- Texto mostrado

++++++++++

Con motivo de los altos niveles de deuda pública contraídos –los cuales descansan principalmente en acreedores norteamericanos-, y frente a la incapacidad de declararse en quiebra como podría hacer cualquier administración de la nación, el gobierno puertorriqueño debe someterse a las directrices de la Ley para la Supervisión, Administración y Estabilidad Económica de Puerto Rico (PROMESA, por sus siglas en inglés), instrumento mediante el cual se atisba un difícil horizonte de restructuración crediticia insular, con negociaciones que podrían prolongarse durante años, todo ello al albor de severas políticas de austeridad como receta ineludible. La previsión de crecimiento del PIB local para el próximo año refleja uno de los peores datos a escala mundial, y se prevé que la crisis económica –anclada y persistente desde hace nueve años-, se prolongue por espacio de décadas. La calificación de la deuda puertorriqueña se mantiene a niveles de bono basura y se teme que los efectos de la nueva reforma federal, concebida para reforzar la férrea maquinaria industrial estadounidense, aceleren su definitiva caída a los infiernos.
Bajo las secuelas de María
El impacto del Huracán María en la madrugada del jueves, 21 de septiembre, no solo sembró de dudas cualquier expectativa de que la administración local pudiese hacer frente al pago de la deuda (de hecho, ni tan siquiera es capaz de cubrir el costo de sus intereses), sino que las imágenes virales de una destrucción generalizada, unida a la desprotección total de su ciudadanía tras el fatídico evento, evidenció síntomas semejantes a una catástrofe humanitaria. Se calcula que los daños por el paso del fenómeno atmosférico rozan los 100.000 millones de dólares. El sistema eléctrico nacional quedó inservible, revelando graves deficiencias que ya existían y sumergiendo a la población en una oscuridad primigenia que persiste, en ocasiones, hasta la actualidad. Varios municipios, incluso ciertas áreas de la propia capital, continúan sin luz tres meses después. Cifras oficiales revelan un restablecimiento de las fuentes de producción energéticas cercano al 65%.
Las pérdidas afectan de forma directa al tejido empresarial local. Según datos aportados por el Centro Unido de Detallistas, entidad puertorriqueña sin ánimo de lucro centrada en la pequeña y mediana empresa, cerca de 4.000 negocios tuvieron que detener sus actividades durante las semanas siguientes al paso del huracán ante la inexistencia de servicio eléctrico. Pese a que la Agencia Federal para el Desarrollo de la Pequeña Empresa (SBA, por sus siglas en inglés), ha ofrecido ventajas en el acceso a créditos para promover la recuperación del tejido económico, muchos se han visto obligados a echar el cierre y buscar alternativas fuera. Los niveles de emigración a lo largo de la última década muestran la radiografía de la inestabilidad: el Instituto de Estadísticas de Puerto Rico reveló que, desde el año 2010, uno de cada diez puertorriqueños residentes en la isla se ha mudado a territorio continental. Florida, Nueva York, Texas o California destacan como destinos preferentes de esta nueva diáspora, que ya supera a la de los años 50 del pasado siglo.
Ante posible marcha del tejido empresarial manufacturero, nuevas dudas se ciernen sobre Puerto Rico y sus ya debilitadas vías de reconstrucción y posterior financiamiento. Mientras tanto, el despoblamiento y envejecimiento de sus calles anuncian la crónica de una muerte económica –y social- anunciada.
José María Tíscar García es periodista.

++++++++++

- Registros listados
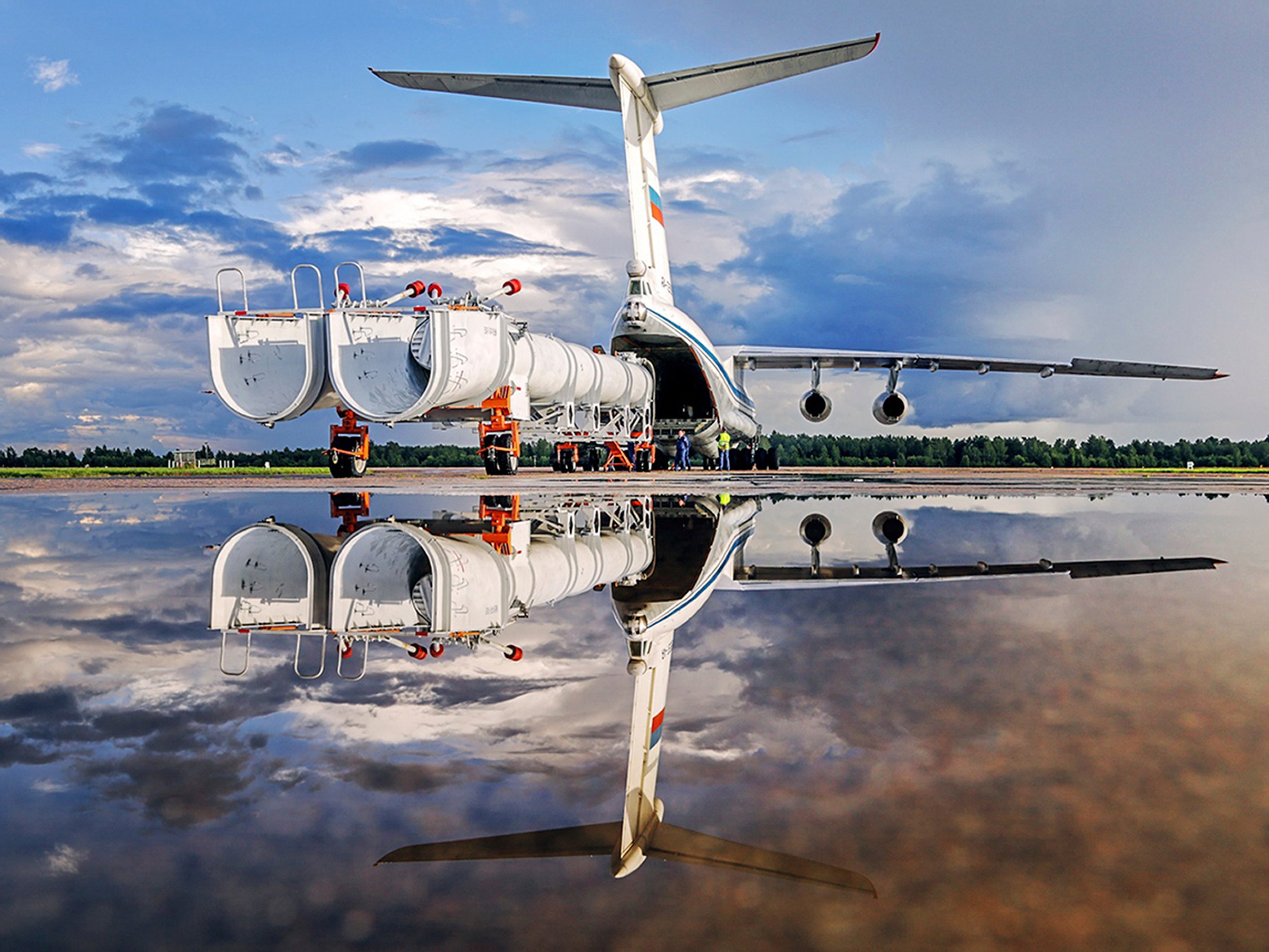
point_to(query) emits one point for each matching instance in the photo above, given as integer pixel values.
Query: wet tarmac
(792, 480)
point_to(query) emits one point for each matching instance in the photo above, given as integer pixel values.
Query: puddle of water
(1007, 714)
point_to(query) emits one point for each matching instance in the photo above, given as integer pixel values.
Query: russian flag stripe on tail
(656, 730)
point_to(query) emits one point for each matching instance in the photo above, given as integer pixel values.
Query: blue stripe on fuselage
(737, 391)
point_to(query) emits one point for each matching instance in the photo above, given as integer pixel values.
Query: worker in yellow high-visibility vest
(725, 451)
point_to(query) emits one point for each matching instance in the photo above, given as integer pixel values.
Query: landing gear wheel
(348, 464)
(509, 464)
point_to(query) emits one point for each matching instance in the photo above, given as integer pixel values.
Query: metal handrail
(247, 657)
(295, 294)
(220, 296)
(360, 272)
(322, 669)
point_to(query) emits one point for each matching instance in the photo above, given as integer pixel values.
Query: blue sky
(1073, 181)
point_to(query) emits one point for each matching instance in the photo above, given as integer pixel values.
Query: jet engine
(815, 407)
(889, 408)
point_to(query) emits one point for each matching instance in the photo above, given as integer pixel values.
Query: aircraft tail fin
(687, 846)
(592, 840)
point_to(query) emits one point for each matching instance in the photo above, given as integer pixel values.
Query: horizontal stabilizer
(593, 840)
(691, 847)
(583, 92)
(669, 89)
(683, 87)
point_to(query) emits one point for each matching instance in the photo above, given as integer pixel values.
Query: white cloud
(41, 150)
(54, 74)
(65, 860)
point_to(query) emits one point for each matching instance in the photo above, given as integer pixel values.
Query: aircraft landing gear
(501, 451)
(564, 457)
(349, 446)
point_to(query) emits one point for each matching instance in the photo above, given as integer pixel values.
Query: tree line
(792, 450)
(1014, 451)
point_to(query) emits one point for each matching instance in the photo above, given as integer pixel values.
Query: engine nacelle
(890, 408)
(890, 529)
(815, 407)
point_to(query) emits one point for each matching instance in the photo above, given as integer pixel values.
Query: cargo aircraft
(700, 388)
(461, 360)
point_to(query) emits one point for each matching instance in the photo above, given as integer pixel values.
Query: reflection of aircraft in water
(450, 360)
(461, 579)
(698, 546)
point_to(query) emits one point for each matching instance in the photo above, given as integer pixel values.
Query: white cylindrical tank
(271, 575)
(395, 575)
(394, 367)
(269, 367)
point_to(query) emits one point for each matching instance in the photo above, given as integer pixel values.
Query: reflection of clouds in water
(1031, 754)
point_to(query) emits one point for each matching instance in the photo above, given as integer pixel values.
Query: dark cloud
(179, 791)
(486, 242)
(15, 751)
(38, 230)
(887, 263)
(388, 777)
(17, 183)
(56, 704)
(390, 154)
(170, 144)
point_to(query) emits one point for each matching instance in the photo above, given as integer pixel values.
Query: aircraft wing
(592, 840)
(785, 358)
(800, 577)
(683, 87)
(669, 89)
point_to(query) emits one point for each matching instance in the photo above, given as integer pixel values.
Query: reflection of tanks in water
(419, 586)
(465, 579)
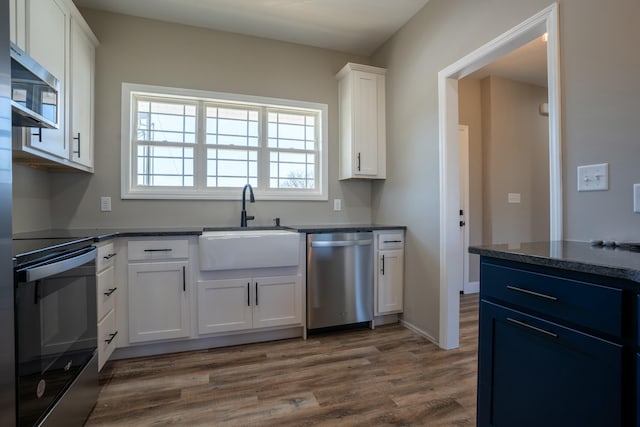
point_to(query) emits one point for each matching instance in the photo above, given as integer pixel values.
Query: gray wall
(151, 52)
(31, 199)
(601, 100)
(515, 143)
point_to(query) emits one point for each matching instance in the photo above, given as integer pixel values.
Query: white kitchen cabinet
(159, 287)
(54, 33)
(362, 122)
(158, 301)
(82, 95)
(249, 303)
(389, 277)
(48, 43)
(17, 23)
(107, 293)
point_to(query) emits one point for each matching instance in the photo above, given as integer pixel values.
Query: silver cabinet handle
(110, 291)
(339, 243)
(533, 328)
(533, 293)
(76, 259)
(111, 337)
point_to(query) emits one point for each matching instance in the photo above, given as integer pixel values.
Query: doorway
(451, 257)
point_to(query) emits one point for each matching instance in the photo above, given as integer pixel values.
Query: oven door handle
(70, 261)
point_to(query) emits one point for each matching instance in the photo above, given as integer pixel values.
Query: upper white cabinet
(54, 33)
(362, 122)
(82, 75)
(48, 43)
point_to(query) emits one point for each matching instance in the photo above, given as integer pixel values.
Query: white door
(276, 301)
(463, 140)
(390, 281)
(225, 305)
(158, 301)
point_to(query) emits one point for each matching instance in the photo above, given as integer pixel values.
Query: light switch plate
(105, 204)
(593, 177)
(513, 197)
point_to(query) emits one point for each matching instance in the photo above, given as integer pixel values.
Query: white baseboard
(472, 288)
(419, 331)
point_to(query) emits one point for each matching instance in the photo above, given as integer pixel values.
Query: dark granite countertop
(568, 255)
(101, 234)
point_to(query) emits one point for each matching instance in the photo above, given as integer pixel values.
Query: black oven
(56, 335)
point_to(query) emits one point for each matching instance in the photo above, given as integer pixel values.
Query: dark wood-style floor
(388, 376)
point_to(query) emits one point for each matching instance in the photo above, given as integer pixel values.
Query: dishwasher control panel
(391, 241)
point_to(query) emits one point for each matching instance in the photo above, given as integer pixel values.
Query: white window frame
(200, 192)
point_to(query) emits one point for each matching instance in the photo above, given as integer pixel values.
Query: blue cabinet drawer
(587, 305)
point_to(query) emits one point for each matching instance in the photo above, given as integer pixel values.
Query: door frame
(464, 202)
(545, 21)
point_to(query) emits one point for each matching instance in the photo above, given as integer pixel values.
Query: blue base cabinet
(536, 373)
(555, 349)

++++++++++

- Tarea asignada A
Duplica del texto sobre Puerto Rico todo lo que va desde "Ante posible marcha" hasta "económica –y social- anunciada.".
- Tarea asignada B
Según el texto sobre Puerto Rico, ¿cuántos negocios tuvieron que detener sus actividades durante las semanas siguientes al paso del huracán?
- Tarea asignada C
Traduce al inglés esta oración del texto sobre Puerto Rico: "Se calcula que los daños por el paso del fenómeno atmosférico rozan los 100.000 millones de dólares."
El listado procede de otra fuente.

- Respuesta A
Ante posible marcha del tejido empresarial manufacturero, nuevas dudas se ciernen sobre Puerto Rico y sus ya debilitadas vías de reconstrucción y posterior financiamiento. Mientras tanto, el despoblamiento y envejecimiento de sus calles anuncian la crónica de una muerte económica –y social- anunciada.

- Respuesta B
Cerca de 4.000 negocios.

- Respuesta C
The damage caused by the passage of the weather phenomenon is estimated to be close to 100 billion dollars.